-- Opening Marker --

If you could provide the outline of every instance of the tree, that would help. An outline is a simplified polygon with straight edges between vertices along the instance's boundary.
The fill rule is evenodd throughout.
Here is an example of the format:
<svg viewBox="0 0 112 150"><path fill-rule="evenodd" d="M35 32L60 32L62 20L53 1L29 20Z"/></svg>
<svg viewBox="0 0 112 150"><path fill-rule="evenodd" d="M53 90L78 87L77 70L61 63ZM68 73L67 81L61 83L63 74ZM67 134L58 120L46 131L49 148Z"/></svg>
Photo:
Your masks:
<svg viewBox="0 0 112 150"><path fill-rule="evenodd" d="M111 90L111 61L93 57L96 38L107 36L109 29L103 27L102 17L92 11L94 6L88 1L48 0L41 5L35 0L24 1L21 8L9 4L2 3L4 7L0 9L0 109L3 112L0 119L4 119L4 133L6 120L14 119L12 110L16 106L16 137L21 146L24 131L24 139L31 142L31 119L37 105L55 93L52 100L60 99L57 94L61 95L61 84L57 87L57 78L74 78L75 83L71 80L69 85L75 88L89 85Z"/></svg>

-- Closing Marker --

Transcribe the material exactly, so that no line is lost or altered.

● **TASK SOLUTION**
If you could provide the outline of every instance of the tree, that would help. An outline is a simplified polygon with straight edges between vertices along the instance's boundary.
The fill rule is evenodd throughout.
Here is an example of the format:
<svg viewBox="0 0 112 150"><path fill-rule="evenodd" d="M35 32L60 32L62 20L53 1L29 20Z"/></svg>
<svg viewBox="0 0 112 150"><path fill-rule="evenodd" d="M53 90L78 87L77 70L61 63ZM68 73L67 81L61 83L63 74ZM67 134L58 120L46 131L49 148Z"/></svg>
Photo:
Your masks:
<svg viewBox="0 0 112 150"><path fill-rule="evenodd" d="M111 90L111 61L93 57L96 38L107 36L109 29L103 27L102 17L92 11L94 6L88 1L48 0L41 5L35 0L24 1L21 8L9 4L2 3L4 7L0 9L0 109L3 112L0 119L4 119L4 133L6 120L14 119L12 110L16 106L16 137L21 146L24 131L24 139L31 142L31 119L37 105L55 93L52 100L60 99L57 94L61 95L61 84L57 87L57 78L74 78L75 83L71 80L69 85L75 88L89 85Z"/></svg>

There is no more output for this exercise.